Overview 
The Biimaal or Bimal, is a sub-clan of the major Dir clan family. This clan is widely known for leading a resistance against the colonials in southern Somalia for decades which can be compared to the war of the Sayyid in Somaliland. The Biimaal mainly lives in Southern Somalia,  the Somali region of Ethiopia, which their Gaadsen sub-clan mainly inhabits and in the NEP region of Kenya.

Distribution 
The Bimal are the dominant clan in Merca district of Lower Shabelle region and make up the majority in  Jammaame district of Lower Jubba region. They also live in the NEP region of Kenya and especially in large numbers inhabit the Somali region of Ethiopia. The Bimal are a war-like clan that was known for their struggle and long resistance against the Italians.

The Bimal are a Dir clan that migrated to Lower Shabelle centuries ago and settled on the coast between Gelib-marka and Brava as sedentary farmers. The Bimal are divided into four subclans, the Saad, Ismin, Suleyman, and Abdirahman .

### Collected data
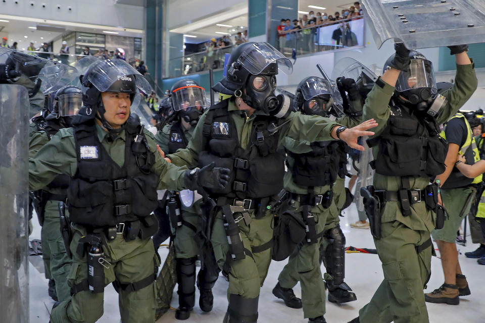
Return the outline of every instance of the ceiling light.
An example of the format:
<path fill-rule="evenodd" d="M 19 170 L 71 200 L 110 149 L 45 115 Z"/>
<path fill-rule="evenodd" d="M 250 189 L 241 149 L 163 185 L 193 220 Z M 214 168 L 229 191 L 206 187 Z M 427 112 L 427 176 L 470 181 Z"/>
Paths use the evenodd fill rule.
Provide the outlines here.
<path fill-rule="evenodd" d="M 325 10 L 327 9 L 324 7 L 318 7 L 318 6 L 309 6 L 308 8 L 313 8 L 314 9 L 321 9 L 322 10 Z"/>

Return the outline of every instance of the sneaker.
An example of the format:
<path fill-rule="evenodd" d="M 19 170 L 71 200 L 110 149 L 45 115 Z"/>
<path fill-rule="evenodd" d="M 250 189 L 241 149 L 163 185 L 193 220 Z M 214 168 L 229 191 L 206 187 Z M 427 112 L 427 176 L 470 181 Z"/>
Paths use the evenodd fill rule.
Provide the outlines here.
<path fill-rule="evenodd" d="M 279 282 L 273 289 L 273 295 L 278 298 L 282 299 L 284 304 L 292 308 L 301 308 L 302 300 L 295 295 L 293 290 L 291 288 L 283 288 L 279 285 Z"/>
<path fill-rule="evenodd" d="M 466 296 L 471 294 L 466 277 L 464 275 L 457 274 L 456 275 L 456 286 L 458 287 L 458 292 L 460 296 Z"/>
<path fill-rule="evenodd" d="M 365 220 L 357 221 L 355 223 L 351 223 L 350 226 L 355 229 L 370 229 L 370 225 Z"/>
<path fill-rule="evenodd" d="M 445 303 L 448 305 L 458 305 L 460 298 L 458 287 L 456 285 L 443 284 L 440 288 L 424 294 L 424 299 L 429 303 Z"/>
<path fill-rule="evenodd" d="M 474 251 L 469 251 L 465 253 L 465 256 L 467 258 L 481 258 L 485 257 L 485 245 L 480 244 Z"/>

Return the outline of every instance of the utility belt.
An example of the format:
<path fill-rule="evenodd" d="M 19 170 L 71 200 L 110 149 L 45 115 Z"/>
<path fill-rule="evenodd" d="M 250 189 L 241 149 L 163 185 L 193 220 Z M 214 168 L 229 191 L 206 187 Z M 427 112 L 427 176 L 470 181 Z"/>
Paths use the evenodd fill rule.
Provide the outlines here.
<path fill-rule="evenodd" d="M 435 228 L 443 228 L 445 224 L 446 210 L 438 204 L 439 187 L 437 184 L 427 185 L 423 190 L 403 189 L 399 191 L 376 190 L 370 185 L 362 187 L 360 194 L 364 198 L 366 214 L 369 219 L 371 233 L 376 239 L 381 237 L 381 218 L 385 206 L 390 201 L 400 202 L 401 212 L 404 217 L 411 215 L 413 204 L 424 202 L 428 209 L 436 214 Z"/>

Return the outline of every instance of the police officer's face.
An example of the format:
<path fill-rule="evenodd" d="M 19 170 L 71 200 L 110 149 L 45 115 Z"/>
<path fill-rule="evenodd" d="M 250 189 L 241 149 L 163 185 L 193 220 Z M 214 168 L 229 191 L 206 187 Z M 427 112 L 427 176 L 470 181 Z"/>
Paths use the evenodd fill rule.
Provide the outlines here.
<path fill-rule="evenodd" d="M 104 92 L 101 97 L 106 110 L 105 119 L 114 129 L 120 128 L 130 116 L 129 93 Z"/>

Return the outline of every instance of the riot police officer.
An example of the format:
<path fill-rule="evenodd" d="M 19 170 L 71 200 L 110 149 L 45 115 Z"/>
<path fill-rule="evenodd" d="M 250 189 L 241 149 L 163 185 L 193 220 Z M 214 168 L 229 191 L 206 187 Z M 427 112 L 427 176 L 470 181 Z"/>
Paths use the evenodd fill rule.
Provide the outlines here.
<path fill-rule="evenodd" d="M 48 94 L 46 102 L 46 111 L 32 119 L 31 127 L 34 132 L 29 142 L 30 157 L 33 157 L 59 130 L 71 126 L 72 118 L 82 104 L 82 93 L 78 87 L 67 86 Z M 69 183 L 68 176 L 59 175 L 43 189 L 31 193 L 42 226 L 42 259 L 45 278 L 50 280 L 49 296 L 55 301 L 62 301 L 71 296 L 67 275 L 71 261 L 61 234 L 59 205 L 67 198 Z"/>
<path fill-rule="evenodd" d="M 443 97 L 437 95 L 431 62 L 402 43 L 395 47 L 363 111 L 364 119 L 379 124 L 368 140 L 375 158 L 374 186 L 361 192 L 384 278 L 353 322 L 428 321 L 422 290 L 430 274 L 430 233 L 445 216 L 440 183 L 428 185 L 445 169 L 447 145 L 438 125 L 477 86 L 465 45 L 450 47 L 456 77 Z"/>
<path fill-rule="evenodd" d="M 347 129 L 319 116 L 290 113 L 288 100 L 275 94 L 278 68 L 288 72 L 293 66 L 267 43 L 234 48 L 227 76 L 214 87 L 231 96 L 204 113 L 187 148 L 167 156 L 178 166 L 215 163 L 231 170 L 225 189 L 207 189 L 216 204 L 211 241 L 229 280 L 224 321 L 231 323 L 258 318 L 260 288 L 271 259 L 271 224 L 284 193 L 284 156 L 278 146 L 284 140 L 340 138 L 357 147 L 357 137 L 374 125 Z"/>
<path fill-rule="evenodd" d="M 103 76 L 101 77 L 100 76 Z M 29 160 L 29 186 L 38 189 L 60 174 L 72 223 L 70 299 L 53 308 L 51 321 L 94 322 L 103 314 L 105 287 L 119 294 L 123 322 L 154 322 L 153 286 L 160 263 L 150 239 L 158 224 L 150 213 L 156 189 L 222 189 L 228 170 L 209 165 L 190 171 L 156 153 L 153 136 L 127 122 L 130 107 L 149 92 L 148 82 L 125 62 L 94 63 L 82 76 L 84 106 L 72 127 L 61 129 Z"/>
<path fill-rule="evenodd" d="M 302 114 L 341 117 L 342 109 L 338 106 L 341 107 L 342 103 L 337 102 L 338 93 L 328 78 L 311 76 L 304 79 L 297 88 L 296 96 L 296 103 Z M 346 126 L 358 125 L 360 121 L 360 118 L 347 116 L 336 120 Z M 303 306 L 304 316 L 309 318 L 309 322 L 323 323 L 326 321 L 323 317 L 325 286 L 319 261 L 322 238 L 328 240 L 325 243 L 325 262 L 327 272 L 333 275 L 333 280 L 329 280 L 328 284 L 332 284 L 333 287 L 329 288 L 329 298 L 331 293 L 347 293 L 346 300 L 356 299 L 343 281 L 345 237 L 338 224 L 325 229 L 330 208 L 334 209 L 334 212 L 337 211 L 333 187 L 339 176 L 343 158 L 337 157 L 343 155 L 345 157 L 346 154 L 345 144 L 338 141 L 299 143 L 283 144 L 288 170 L 284 176 L 284 187 L 290 199 L 286 212 L 293 212 L 293 216 L 298 214 L 307 230 L 303 241 L 280 273 L 273 294 L 283 299 L 289 307 Z M 302 287 L 302 300 L 295 297 L 292 289 L 298 281 Z M 336 283 L 333 283 L 334 281 Z M 338 299 L 342 298 L 340 294 L 337 296 Z"/>
<path fill-rule="evenodd" d="M 172 120 L 155 135 L 155 141 L 166 154 L 173 153 L 187 146 L 206 105 L 205 89 L 189 79 L 181 80 L 173 85 L 170 99 L 174 111 Z M 201 236 L 203 232 L 205 233 L 203 200 L 197 191 L 184 191 L 178 194 L 171 191 L 169 194 L 167 206 L 171 227 L 175 232 L 174 245 L 178 284 L 179 307 L 175 317 L 186 319 L 195 302 L 196 260 L 198 255 L 202 255 Z M 194 200 L 195 196 L 198 197 L 197 201 Z M 179 210 L 172 214 L 177 208 Z M 197 286 L 200 291 L 199 305 L 204 312 L 209 312 L 214 301 L 212 288 L 219 271 L 208 268 L 206 261 L 203 261 L 202 263 L 204 267 L 197 276 Z"/>

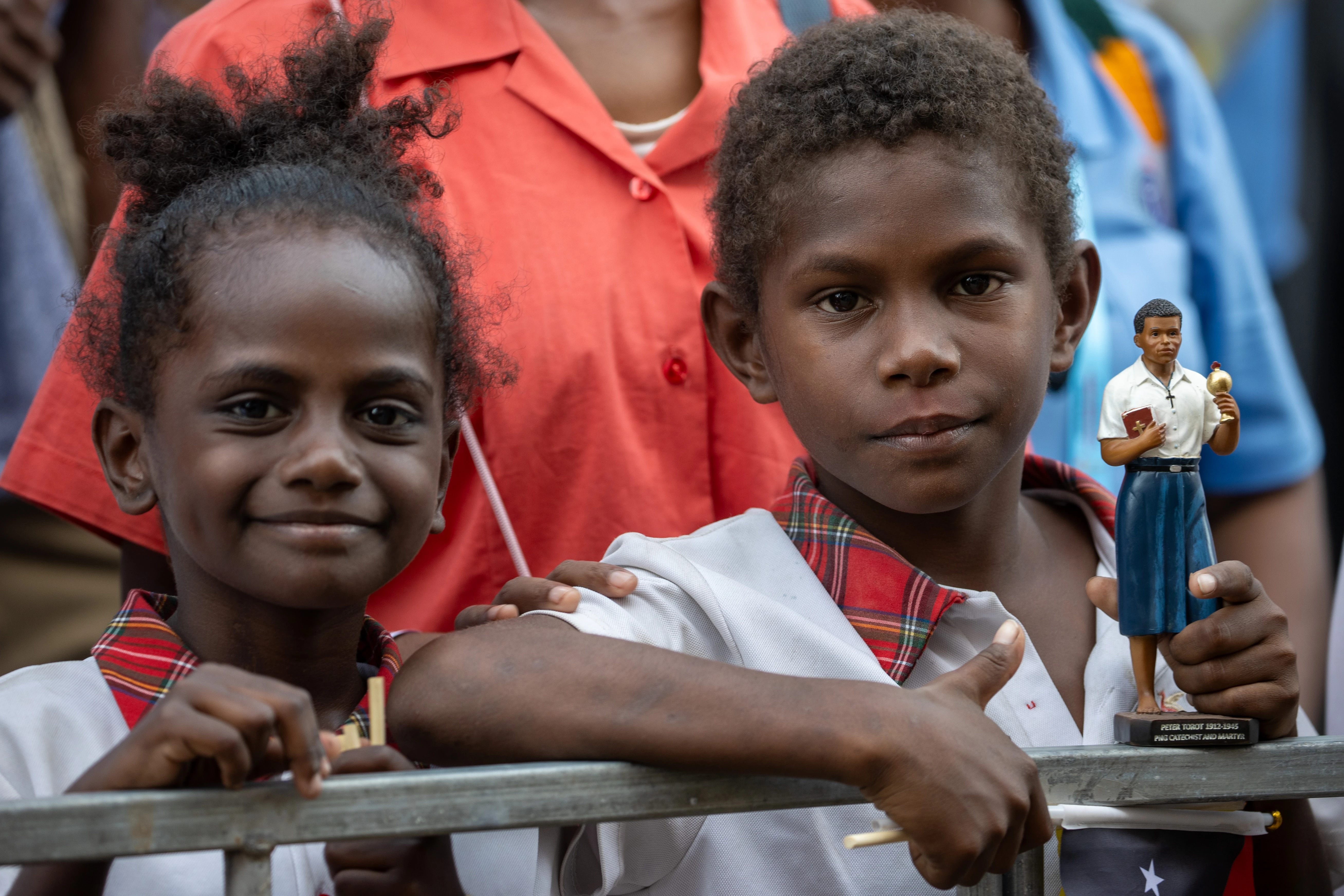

### Directive A
Edit the rows from the line with "Return the outline of every instance of the riot" up to and including the line with "443 97 L 437", putting "syntax" in place of "format" and keeping all else the same.
### Directive B
Resume the text on the Biimaal clan from where it stops.

### Task response A
Return the outline of every instance of the riot police officer.
An example of the syntax:
<path fill-rule="evenodd" d="M 19 170 L 71 200 L 110 149 L 45 115 Z"/>
<path fill-rule="evenodd" d="M 250 189 L 241 149 L 163 185 L 193 220 Z M 214 168 L 229 191 L 206 187 Z M 427 112 L 427 176 L 470 181 Z"/>
Paths use the evenodd fill rule.
Provide the outlines here.
<path fill-rule="evenodd" d="M 48 94 L 46 102 L 46 111 L 32 119 L 31 127 L 34 132 L 29 142 L 30 157 L 33 157 L 59 130 L 71 126 L 72 118 L 82 104 L 82 93 L 78 87 L 67 86 Z M 69 183 L 68 176 L 59 175 L 43 189 L 31 193 L 42 226 L 42 259 L 45 278 L 50 280 L 49 296 L 55 301 L 62 301 L 71 296 L 67 275 L 71 261 L 61 234 L 59 205 L 67 198 Z"/>
<path fill-rule="evenodd" d="M 443 97 L 437 95 L 431 62 L 402 43 L 395 47 L 363 111 L 364 119 L 379 124 L 368 140 L 375 158 L 374 186 L 361 192 L 384 278 L 353 322 L 428 321 L 422 290 L 430 274 L 430 233 L 445 216 L 440 183 L 428 185 L 445 169 L 447 145 L 438 125 L 477 86 L 465 45 L 450 47 L 456 77 Z"/>

### Task response B
As a Dir sub-clan, the Bīmāli have immediate lineal ties with the Gadabuursi, Surre (Abdalle and Qubeys), the Issa, the Bajimal, the Bursuk, the Madigan, the Gurgura, the Garre (the Quranyow sub-clan to be precise as they claim descent from Dir), Gurre, Gariire, other Dir sub-clans and they have lineal ties with the Hawiye (Irir), Hawadle, Ajuraan, Degoodi, Gaalje'el clan groups, who share the same ancestor Samaale.

History
Following the Ajuran state disintegration. A mysterious new group in the vicinity of Merca,  known as the El Amir believe to be from the Abgaal origin made its appearance in the late 17th century. According to an account collected by Guillain in 1847, a leader known as Amir formed a following which invaded the territory of Merca and expelled the Ajuran clan. The El Amir then ruled for thirty-four years until the Biimaal expelled them and definitively occupied Merca. They quickly gained control of the city and trade of the region.

Traditions of Bimal clan of Merka district reflect preoccupied agricultural production for at least the last 200 years.
Besides the Biimal revolt against the Ajuran. Later, they had engaged in multiple wars and revolts with the Sultanate of the Geledi.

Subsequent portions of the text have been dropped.